[Outline labeling records]
┌────────

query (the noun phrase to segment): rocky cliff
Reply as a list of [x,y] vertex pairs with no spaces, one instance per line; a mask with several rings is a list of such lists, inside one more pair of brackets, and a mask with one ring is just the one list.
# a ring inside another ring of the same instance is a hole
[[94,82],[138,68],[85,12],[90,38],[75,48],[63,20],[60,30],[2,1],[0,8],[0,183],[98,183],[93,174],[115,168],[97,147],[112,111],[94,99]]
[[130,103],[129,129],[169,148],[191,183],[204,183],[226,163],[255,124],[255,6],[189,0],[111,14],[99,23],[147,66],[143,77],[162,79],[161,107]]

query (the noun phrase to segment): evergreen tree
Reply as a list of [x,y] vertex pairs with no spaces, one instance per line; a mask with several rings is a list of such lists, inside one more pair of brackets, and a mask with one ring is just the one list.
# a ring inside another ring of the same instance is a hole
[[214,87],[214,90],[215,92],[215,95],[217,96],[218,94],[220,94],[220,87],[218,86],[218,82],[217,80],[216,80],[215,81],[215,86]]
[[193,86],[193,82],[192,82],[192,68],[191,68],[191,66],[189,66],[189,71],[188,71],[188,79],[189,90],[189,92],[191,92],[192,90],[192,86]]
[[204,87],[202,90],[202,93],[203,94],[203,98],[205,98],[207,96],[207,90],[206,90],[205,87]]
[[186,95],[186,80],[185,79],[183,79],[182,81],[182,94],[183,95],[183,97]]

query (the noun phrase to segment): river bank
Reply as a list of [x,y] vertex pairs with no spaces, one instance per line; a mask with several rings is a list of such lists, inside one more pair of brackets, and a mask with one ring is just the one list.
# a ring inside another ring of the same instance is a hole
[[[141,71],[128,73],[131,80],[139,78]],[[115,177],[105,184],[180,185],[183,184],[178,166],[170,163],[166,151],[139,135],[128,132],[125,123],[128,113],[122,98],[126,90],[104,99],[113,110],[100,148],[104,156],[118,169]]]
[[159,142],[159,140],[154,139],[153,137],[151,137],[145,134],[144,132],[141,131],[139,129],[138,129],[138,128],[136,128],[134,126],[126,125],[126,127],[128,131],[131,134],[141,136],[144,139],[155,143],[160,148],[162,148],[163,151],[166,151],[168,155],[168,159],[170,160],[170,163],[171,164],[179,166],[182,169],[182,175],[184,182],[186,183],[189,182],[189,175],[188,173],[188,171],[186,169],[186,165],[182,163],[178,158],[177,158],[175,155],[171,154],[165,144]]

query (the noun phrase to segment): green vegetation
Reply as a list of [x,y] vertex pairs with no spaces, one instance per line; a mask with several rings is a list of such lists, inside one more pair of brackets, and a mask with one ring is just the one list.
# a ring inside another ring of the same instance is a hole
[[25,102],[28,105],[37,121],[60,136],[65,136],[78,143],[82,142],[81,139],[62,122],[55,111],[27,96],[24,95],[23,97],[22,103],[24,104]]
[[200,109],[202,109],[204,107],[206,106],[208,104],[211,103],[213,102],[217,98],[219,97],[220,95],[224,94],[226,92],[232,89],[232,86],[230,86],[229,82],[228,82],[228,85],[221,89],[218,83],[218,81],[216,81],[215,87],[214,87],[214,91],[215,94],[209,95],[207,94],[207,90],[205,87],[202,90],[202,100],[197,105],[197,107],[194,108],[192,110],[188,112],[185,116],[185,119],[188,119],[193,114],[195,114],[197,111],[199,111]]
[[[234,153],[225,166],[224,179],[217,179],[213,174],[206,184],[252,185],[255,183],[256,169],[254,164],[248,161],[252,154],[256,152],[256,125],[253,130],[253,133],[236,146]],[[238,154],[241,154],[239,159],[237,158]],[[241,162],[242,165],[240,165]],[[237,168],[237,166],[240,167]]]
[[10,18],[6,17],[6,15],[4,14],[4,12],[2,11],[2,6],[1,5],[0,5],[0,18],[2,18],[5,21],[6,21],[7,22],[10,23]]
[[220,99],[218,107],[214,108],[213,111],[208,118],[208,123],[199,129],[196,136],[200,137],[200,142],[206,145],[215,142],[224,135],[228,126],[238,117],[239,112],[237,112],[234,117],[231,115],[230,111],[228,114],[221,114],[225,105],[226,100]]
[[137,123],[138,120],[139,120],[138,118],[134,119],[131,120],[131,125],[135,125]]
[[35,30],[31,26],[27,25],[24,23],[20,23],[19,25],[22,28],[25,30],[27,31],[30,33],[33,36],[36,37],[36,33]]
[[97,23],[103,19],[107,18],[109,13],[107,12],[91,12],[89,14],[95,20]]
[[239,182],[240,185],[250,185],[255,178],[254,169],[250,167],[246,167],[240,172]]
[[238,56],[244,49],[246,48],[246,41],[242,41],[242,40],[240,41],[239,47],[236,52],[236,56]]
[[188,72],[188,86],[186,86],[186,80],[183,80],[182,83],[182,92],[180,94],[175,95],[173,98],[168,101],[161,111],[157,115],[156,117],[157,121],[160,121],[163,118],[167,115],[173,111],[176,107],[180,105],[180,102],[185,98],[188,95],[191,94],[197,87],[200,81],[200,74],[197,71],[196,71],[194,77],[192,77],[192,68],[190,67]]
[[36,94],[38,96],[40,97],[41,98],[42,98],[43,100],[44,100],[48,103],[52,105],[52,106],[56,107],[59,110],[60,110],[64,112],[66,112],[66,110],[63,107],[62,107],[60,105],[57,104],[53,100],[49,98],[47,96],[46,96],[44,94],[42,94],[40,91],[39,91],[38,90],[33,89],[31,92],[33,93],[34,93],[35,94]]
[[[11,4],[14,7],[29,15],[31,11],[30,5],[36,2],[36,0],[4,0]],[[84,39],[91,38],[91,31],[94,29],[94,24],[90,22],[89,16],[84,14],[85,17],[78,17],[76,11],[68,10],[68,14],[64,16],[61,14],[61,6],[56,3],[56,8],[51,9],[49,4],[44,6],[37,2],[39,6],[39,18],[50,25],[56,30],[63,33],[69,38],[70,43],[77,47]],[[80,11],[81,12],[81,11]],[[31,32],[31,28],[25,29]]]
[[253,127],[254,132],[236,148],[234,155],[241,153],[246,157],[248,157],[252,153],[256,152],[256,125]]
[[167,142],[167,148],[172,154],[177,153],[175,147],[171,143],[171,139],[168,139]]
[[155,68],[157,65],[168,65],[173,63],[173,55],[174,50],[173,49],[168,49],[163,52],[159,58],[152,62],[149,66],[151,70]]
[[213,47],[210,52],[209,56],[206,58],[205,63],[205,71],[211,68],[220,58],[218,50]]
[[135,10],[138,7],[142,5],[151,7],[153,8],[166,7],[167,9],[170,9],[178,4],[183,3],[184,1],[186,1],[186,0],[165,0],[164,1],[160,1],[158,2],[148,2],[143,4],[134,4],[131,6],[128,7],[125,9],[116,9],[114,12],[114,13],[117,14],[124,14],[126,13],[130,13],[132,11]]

└────────

## What is asked
Repeat every record, keeping each word and mark exactly as it is.

## Exercise result
query (the noun phrase to segment): rocky cliff
Reply as a list of [x,y] vertex pairs with no spaces, one instance per line; a mask with several rings is a list of such lists, inside one more pair of brackets, and a mask with one ring is just the one list.
# a ring inside another ring of the same instance is a hole
[[94,82],[138,68],[85,12],[90,38],[75,48],[63,20],[60,30],[2,1],[0,8],[0,183],[98,183],[93,174],[115,168],[97,147],[112,111],[94,99]]
[[130,103],[129,129],[169,148],[191,183],[204,183],[226,163],[255,124],[255,6],[189,0],[111,14],[99,23],[147,66],[143,77],[162,79],[161,107]]

query (the noun phrase to segment): evergreen tree
Reply as a list of [x,y] vertex pairs with no spaces, one instance per line; a mask with several rings is a list of such lists, inside one more pair of brackets, and a mask with one ring is just the one list.
# a ring inside another ring of the same instance is a hole
[[214,87],[214,90],[215,92],[215,95],[217,96],[218,94],[220,94],[220,87],[218,86],[218,82],[217,80],[216,80],[215,81],[215,86]]
[[193,86],[193,82],[192,82],[192,68],[191,68],[191,66],[189,66],[189,71],[188,71],[188,79],[189,90],[189,92],[191,92],[192,90],[192,86]]
[[204,87],[202,90],[202,93],[203,94],[203,98],[205,98],[207,96],[207,90],[206,90],[205,87]]
[[186,95],[186,80],[185,79],[183,79],[182,81],[182,94],[183,95],[183,97]]

query (the noun phrase to segment): river bank
Reply as a list of [x,y] vertex pairs with no spaces, one instance per line; a mask with several rings is a list of such lists, inside one more pair of brackets, and a mask with one ring is just the one list.
# a ring inside another ring of the same instance is a hole
[[[141,71],[128,73],[131,80],[139,78]],[[115,177],[105,184],[180,185],[183,184],[178,166],[170,163],[166,151],[139,135],[128,132],[125,123],[128,113],[122,98],[126,90],[104,99],[113,110],[100,148],[104,156],[118,169]]]
[[159,142],[159,140],[154,139],[153,137],[151,137],[145,134],[144,132],[141,131],[139,129],[138,129],[138,128],[136,128],[134,126],[126,125],[126,127],[128,131],[131,134],[141,136],[144,139],[155,143],[160,148],[162,148],[163,151],[166,151],[168,155],[168,159],[170,160],[170,163],[171,164],[179,166],[182,169],[182,175],[184,182],[186,183],[189,182],[189,175],[188,173],[188,171],[186,169],[186,165],[182,163],[178,158],[177,158],[175,155],[171,154],[165,144]]

query (the noun phrase to segment): green vegetation
Reply as a list of [x,y] vertex pairs with no spaces, one instance per line; a mask with several rings is a list of such lists, inside one more pair of brackets, and a mask with one ring is just the one list.
# a ring inside another ring of the same instance is a hole
[[25,102],[28,105],[37,121],[60,136],[65,136],[78,143],[82,142],[81,139],[62,122],[55,111],[27,96],[24,95],[23,97],[22,103],[24,104]]
[[200,109],[202,109],[204,107],[206,106],[208,104],[211,103],[213,102],[217,98],[219,97],[220,95],[224,94],[226,92],[232,89],[232,86],[230,86],[229,82],[228,82],[228,85],[221,89],[218,83],[218,81],[216,81],[215,87],[214,87],[214,91],[215,94],[209,95],[207,94],[207,90],[205,87],[202,90],[202,100],[197,105],[197,107],[194,108],[192,110],[188,112],[185,116],[185,119],[188,119],[193,114],[195,114],[197,111],[199,111]]
[[[234,153],[225,166],[224,179],[217,179],[213,174],[206,184],[252,185],[255,183],[256,169],[254,164],[248,161],[252,154],[256,152],[256,125],[253,130],[253,133],[236,146]],[[238,154],[241,154],[239,159],[237,158]],[[241,162],[242,165],[240,165]],[[237,168],[237,166],[240,167]]]
[[10,18],[6,17],[6,15],[4,14],[4,12],[2,11],[2,6],[1,5],[0,5],[0,18],[2,18],[5,21],[6,21],[7,22],[10,23]]
[[220,99],[218,107],[214,108],[213,111],[208,118],[208,123],[199,129],[196,136],[200,137],[200,142],[206,145],[215,142],[224,135],[228,126],[238,117],[239,112],[237,112],[234,117],[231,115],[230,111],[228,114],[221,114],[225,105],[226,100]]
[[137,123],[138,120],[139,120],[138,118],[134,119],[131,120],[131,125],[135,125]]
[[35,30],[31,26],[27,25],[24,23],[20,23],[19,25],[22,28],[25,30],[27,31],[30,33],[33,36],[36,37],[36,33]]
[[97,23],[103,19],[107,18],[109,13],[107,12],[91,12],[89,14],[95,20]]
[[239,182],[240,185],[250,185],[255,178],[254,169],[250,167],[246,167],[240,172]]
[[238,56],[244,49],[246,48],[246,41],[242,41],[242,40],[240,41],[239,47],[236,52],[236,56]]
[[188,72],[188,86],[186,86],[186,80],[183,80],[182,83],[182,92],[180,94],[175,95],[173,98],[168,101],[161,111],[157,115],[156,117],[157,121],[160,121],[163,118],[167,115],[173,111],[176,107],[180,105],[180,102],[185,98],[188,95],[191,94],[197,87],[200,81],[200,74],[197,71],[196,71],[194,77],[192,77],[192,68],[190,67]]
[[36,94],[38,96],[40,97],[41,98],[42,98],[43,100],[44,100],[48,103],[52,105],[52,106],[56,107],[59,110],[60,110],[64,112],[66,112],[66,110],[63,107],[62,107],[60,105],[57,104],[53,100],[49,98],[47,96],[46,96],[44,94],[42,94],[40,91],[39,91],[38,90],[33,89],[31,92],[33,93],[34,93],[35,94]]
[[[11,4],[14,7],[29,15],[31,11],[30,5],[36,2],[36,0],[4,0]],[[84,39],[91,38],[91,31],[94,29],[94,24],[90,22],[89,16],[84,14],[85,17],[78,17],[76,11],[68,10],[68,14],[64,16],[61,14],[61,6],[56,3],[56,8],[51,9],[49,4],[44,6],[37,2],[39,6],[39,18],[50,25],[56,30],[63,33],[69,38],[70,43],[77,47]],[[80,11],[81,12],[81,11]],[[31,32],[31,28],[25,29]]]
[[253,127],[254,132],[236,148],[234,155],[241,153],[246,157],[248,157],[252,153],[256,152],[256,125]]
[[167,142],[167,148],[172,154],[177,153],[175,147],[171,143],[171,139],[168,139]]
[[155,68],[157,65],[168,65],[173,63],[173,55],[174,50],[173,49],[168,49],[163,52],[159,58],[152,62],[149,66],[151,70]]
[[213,47],[210,52],[209,56],[206,58],[205,63],[205,71],[211,68],[220,58],[218,50]]
[[135,10],[138,7],[142,5],[151,7],[153,8],[166,7],[167,9],[170,9],[178,4],[183,3],[184,1],[186,1],[186,0],[165,0],[164,1],[160,1],[158,2],[148,2],[143,4],[134,4],[131,6],[128,7],[125,9],[116,9],[114,12],[114,13],[117,14],[124,14],[126,13],[130,13],[132,11]]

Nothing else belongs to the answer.